• **What the exercise asks**:
Lines in which "stake" appears should be pulled from the data below.

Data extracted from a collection
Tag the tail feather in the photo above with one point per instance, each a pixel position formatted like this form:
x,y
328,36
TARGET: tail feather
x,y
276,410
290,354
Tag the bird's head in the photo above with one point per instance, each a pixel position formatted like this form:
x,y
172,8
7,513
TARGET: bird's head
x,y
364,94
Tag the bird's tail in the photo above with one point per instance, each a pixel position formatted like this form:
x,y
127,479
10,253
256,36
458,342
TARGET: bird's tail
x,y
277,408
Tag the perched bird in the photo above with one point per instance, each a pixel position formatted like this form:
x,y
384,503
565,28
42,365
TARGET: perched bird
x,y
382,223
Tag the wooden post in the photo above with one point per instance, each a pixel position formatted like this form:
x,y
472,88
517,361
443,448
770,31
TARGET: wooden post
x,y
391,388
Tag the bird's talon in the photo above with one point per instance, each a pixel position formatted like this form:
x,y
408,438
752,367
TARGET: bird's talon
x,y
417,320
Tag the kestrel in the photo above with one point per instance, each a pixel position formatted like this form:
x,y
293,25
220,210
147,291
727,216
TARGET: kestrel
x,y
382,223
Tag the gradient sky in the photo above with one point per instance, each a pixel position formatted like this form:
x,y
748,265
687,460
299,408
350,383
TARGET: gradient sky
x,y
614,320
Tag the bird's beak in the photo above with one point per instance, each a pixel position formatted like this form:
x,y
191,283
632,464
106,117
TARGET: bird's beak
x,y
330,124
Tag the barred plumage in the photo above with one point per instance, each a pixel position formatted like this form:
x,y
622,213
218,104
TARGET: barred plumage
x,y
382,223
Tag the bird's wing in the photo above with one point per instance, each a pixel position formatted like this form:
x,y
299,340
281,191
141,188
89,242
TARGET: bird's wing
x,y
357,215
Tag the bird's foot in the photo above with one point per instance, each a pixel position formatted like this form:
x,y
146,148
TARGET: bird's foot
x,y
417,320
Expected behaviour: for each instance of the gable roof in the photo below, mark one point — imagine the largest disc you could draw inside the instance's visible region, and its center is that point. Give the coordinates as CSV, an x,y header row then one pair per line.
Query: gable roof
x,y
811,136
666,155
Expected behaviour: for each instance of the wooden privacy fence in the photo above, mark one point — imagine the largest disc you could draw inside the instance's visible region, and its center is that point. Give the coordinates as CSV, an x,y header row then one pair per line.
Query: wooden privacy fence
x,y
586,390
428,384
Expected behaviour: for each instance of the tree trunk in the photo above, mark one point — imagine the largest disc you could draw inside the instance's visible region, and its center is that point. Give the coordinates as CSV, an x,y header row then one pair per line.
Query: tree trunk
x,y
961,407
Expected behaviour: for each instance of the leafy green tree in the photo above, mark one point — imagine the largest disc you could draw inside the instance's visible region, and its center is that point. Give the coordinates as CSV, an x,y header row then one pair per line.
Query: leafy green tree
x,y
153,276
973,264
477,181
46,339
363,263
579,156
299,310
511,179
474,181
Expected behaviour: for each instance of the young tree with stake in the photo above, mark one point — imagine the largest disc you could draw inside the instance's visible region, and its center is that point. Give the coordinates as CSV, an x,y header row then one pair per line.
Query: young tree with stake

• **Answer to the exercise**:
Expected behaviour: for each instance of the young tree with stake in the photo above, mark one point — imagine the largest disc you could draw inside the instance's visible region, and its center is that point. Give the coordinates as CSV, an x,y header row then one pair per line.
Query: young tree with stake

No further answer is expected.